## Description of the task
In this exercise, return the whole listing exactly, excluding any images.

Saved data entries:
* START *

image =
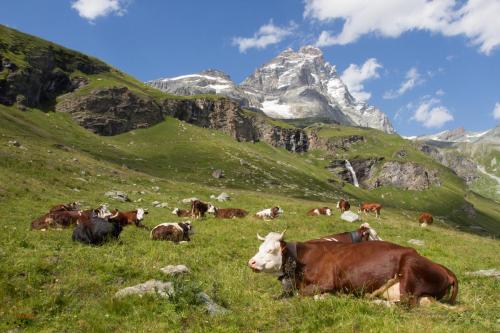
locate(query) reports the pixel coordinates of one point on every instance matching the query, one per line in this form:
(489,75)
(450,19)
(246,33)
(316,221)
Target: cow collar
(355,237)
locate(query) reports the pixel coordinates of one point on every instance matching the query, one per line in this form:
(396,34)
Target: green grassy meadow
(48,283)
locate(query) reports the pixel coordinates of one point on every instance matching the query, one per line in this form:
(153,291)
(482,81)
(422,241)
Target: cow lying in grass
(269,213)
(175,232)
(181,212)
(370,207)
(97,231)
(425,219)
(226,213)
(380,269)
(319,211)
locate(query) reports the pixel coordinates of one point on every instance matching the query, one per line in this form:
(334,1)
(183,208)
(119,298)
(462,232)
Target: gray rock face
(292,85)
(110,111)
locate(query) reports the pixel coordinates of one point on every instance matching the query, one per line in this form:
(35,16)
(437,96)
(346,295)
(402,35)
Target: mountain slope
(293,85)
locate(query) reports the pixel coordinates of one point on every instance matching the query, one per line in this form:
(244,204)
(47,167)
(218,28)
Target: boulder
(349,216)
(117,195)
(162,289)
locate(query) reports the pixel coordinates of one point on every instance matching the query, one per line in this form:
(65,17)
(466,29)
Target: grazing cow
(319,211)
(425,219)
(130,217)
(363,234)
(381,268)
(198,209)
(226,213)
(343,205)
(175,232)
(181,212)
(96,232)
(72,206)
(269,213)
(370,207)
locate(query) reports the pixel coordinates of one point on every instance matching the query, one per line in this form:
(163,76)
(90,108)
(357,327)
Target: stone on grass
(349,216)
(117,195)
(417,242)
(212,308)
(162,289)
(174,270)
(486,272)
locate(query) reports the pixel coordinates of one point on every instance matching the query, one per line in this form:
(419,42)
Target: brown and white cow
(363,234)
(370,207)
(319,211)
(181,212)
(175,232)
(131,217)
(269,213)
(226,213)
(381,268)
(425,219)
(198,209)
(343,205)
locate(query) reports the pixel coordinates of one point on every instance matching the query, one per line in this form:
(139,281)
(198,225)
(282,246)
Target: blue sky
(430,66)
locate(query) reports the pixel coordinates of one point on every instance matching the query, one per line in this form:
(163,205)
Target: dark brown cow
(381,268)
(198,209)
(181,212)
(175,232)
(319,211)
(363,234)
(227,213)
(130,217)
(343,205)
(370,207)
(425,219)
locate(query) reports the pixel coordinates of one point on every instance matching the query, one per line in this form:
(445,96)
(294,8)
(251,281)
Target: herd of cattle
(357,262)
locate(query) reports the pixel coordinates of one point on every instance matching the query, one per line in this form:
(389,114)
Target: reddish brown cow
(343,205)
(198,209)
(130,217)
(370,207)
(319,211)
(425,219)
(381,268)
(227,213)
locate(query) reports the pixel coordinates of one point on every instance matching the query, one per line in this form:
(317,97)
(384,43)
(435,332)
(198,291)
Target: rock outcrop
(111,111)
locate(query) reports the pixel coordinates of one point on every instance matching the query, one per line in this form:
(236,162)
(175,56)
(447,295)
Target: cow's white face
(269,258)
(140,214)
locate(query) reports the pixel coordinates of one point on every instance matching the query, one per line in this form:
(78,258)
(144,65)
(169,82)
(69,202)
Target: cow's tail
(454,286)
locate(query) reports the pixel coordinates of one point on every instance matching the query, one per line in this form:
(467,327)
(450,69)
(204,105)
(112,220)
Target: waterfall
(353,173)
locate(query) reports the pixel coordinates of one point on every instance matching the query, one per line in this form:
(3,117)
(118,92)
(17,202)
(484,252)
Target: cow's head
(211,208)
(269,258)
(372,234)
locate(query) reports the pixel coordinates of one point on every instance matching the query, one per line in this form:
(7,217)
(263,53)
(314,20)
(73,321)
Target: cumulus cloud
(496,111)
(432,114)
(92,9)
(267,34)
(476,19)
(412,79)
(354,76)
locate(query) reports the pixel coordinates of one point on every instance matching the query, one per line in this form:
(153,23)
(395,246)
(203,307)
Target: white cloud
(496,111)
(92,9)
(412,79)
(432,114)
(476,19)
(267,34)
(354,76)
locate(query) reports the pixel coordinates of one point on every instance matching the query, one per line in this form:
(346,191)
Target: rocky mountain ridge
(293,85)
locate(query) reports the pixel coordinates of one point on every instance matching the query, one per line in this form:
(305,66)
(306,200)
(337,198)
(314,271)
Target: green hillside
(49,283)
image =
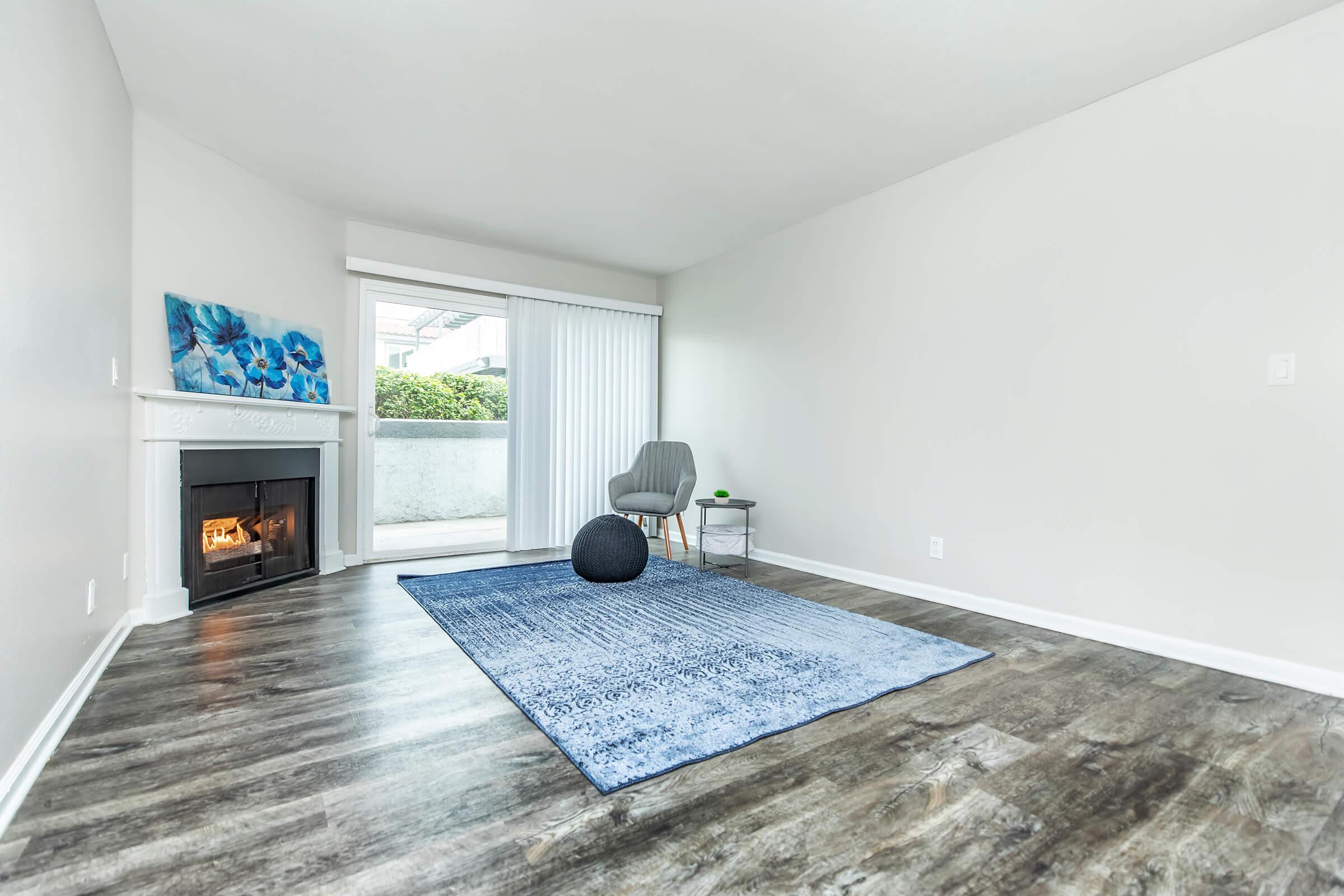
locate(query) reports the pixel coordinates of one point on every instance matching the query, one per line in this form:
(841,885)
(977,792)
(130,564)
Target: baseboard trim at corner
(18,780)
(1241,662)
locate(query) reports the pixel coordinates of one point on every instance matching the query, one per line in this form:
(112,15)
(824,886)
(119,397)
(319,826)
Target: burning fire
(222,534)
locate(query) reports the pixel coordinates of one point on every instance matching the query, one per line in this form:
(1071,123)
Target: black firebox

* END *

## Solution for this exercise
image =
locate(query) reports the pixel coordinates of one point on every instance matching the query, one per line in this form:
(489,75)
(450,19)
(246,33)
(316,221)
Target: cow collar
(355,237)
locate(query) reports the pixel coordinates of one point on every instance matching the query, one per line in this form:
(396,34)
Target: green grassy meadow
(48,283)
locate(query) reports the pixel coordinates of one point on every instance matching the query, one per line in this form:
(153,291)
(482,81)
(422,241)
Target: cow lying in grass
(269,213)
(175,232)
(181,212)
(370,207)
(97,231)
(425,219)
(226,213)
(380,269)
(319,211)
locate(query) reports the pixel coordinates of one point on every instance matching the query, one per line in this form:
(334,1)
(183,208)
(119,298)
(462,232)
Target: gray rock face
(292,85)
(110,111)
locate(query) reports the pixel coordinates of one point on every instance matching the query, one per line in this form:
(35,16)
(437,96)
(346,295)
(402,35)
Target: mountain slope
(293,85)
locate(query) reports the pixel coordinates of one point on every instance matching the query, one per line in this form:
(244,204)
(47,167)
(218,28)
Target: boulder
(349,216)
(117,195)
(162,289)
locate(query) reports the pixel coordinates of one point on every instance matching the query, one per line in this form:
(65,17)
(466,29)
Target: grazing cow
(319,211)
(425,219)
(130,217)
(363,234)
(381,268)
(198,209)
(226,213)
(343,205)
(175,232)
(181,212)
(96,232)
(72,206)
(269,213)
(370,207)
locate(query) reports the pixel coordinates of one point on every instance matching the query, one per line in this form:
(163,76)
(90,108)
(357,327)
Target: stone on grass
(349,216)
(117,195)
(417,242)
(212,308)
(162,289)
(174,270)
(486,272)
locate(query) reports the pixel coordinates of one point on every instance matching the query, one per line in this form:
(419,42)
Target: brown and white cow
(363,234)
(370,207)
(319,211)
(181,212)
(175,232)
(131,217)
(269,213)
(226,213)
(381,268)
(425,219)
(198,209)
(343,205)
locate(query) reports the pixel coordinates of one point on every instance matching the query, one per line in this form:
(139,281)
(198,225)
(282,246)
Target: blue sky
(430,66)
locate(query) reports the pixel coordinates of one point on every instance matching the query, one per line in this form:
(163,205)
Target: dark brown cow
(381,268)
(198,209)
(181,212)
(175,232)
(319,211)
(363,234)
(227,213)
(130,217)
(343,205)
(370,207)
(425,219)
locate(query) reports the pixel coordinates of one point on every instance matching the query, one per line in this form:
(445,96)
(294,8)
(251,281)
Target: herd of cattle
(357,262)
locate(query) reports the pixel coordinates of one point on every instance matching the query, one per line in this form:
(389,114)
Target: reddish brown cow
(343,205)
(198,209)
(130,217)
(370,207)
(319,211)
(425,219)
(381,268)
(227,213)
locate(query) reports the pixel coordinates of one point on every instance matching the query, one per line in this form:
(317,97)
(384,43)
(435,332)
(198,291)
Target: rock outcrop
(111,111)
locate(query) reports the pixel coordinates of one point on every instance matching the query, one per line in this form:
(236,162)
(175,56)
(447,295)
Target: cow's white face
(269,258)
(140,214)
locate(query) reports the pixel coordinates of one point on every instance matching the query, one per line in this form:
(78,258)
(144,65)
(169,82)
(69,202)
Target: cow's tail
(454,286)
locate(query) reports the pixel coordinates of one point on every instance matching the query, one per line in this form:
(467,327)
(450,69)
(204,105)
(112,220)
Target: waterfall
(353,173)
locate(query) reports the pixel coordinates of one point on every instance matching the query, one per line in this form:
(3,117)
(118,92)
(17,202)
(484,252)
Target: cow's head
(211,208)
(269,258)
(372,234)
locate(query) reports the pixel coordinates of one point on every instance matching the query, one per line in this form:
(7,217)
(263,53)
(314,20)
(73,321)
Target: cumulus cloud
(496,111)
(432,114)
(92,9)
(267,34)
(476,19)
(412,79)
(354,76)
locate(query) reports the pixel coordinates of one point on every instance matching the query, one per line in this form:
(153,23)
(395,246)
(203,307)
Target: white cloud
(496,111)
(92,9)
(412,79)
(432,114)
(476,19)
(267,34)
(354,76)
locate(query) reports the pixel coordinates of one point on every instance matching the query, one per line in this form:
(346,191)
Target: rocky mountain ridge
(293,85)
locate(query) reports the pixel coordinates of one point on every instance matching the query, one per line in this form:
(305,66)
(306,200)
(337,198)
(314,271)
Target: green hillside
(49,283)
image =
locate(query) reports the pixel coordinates of one point on every instance matching the query, one per line in this form:
(841,885)
(977,792)
(130,564)
Target: baseboard trim at corner
(18,780)
(1241,662)
locate(query) reports the pixel coordinates of one point on every instance matching the query, one per line in this form:
(112,15)
(824,886)
(119,397)
(319,826)
Target: burning fire
(222,534)
locate(query) reports the pixel coordinates of one point on every instance matching the query, one per line in this form:
(1071,123)
Target: black firebox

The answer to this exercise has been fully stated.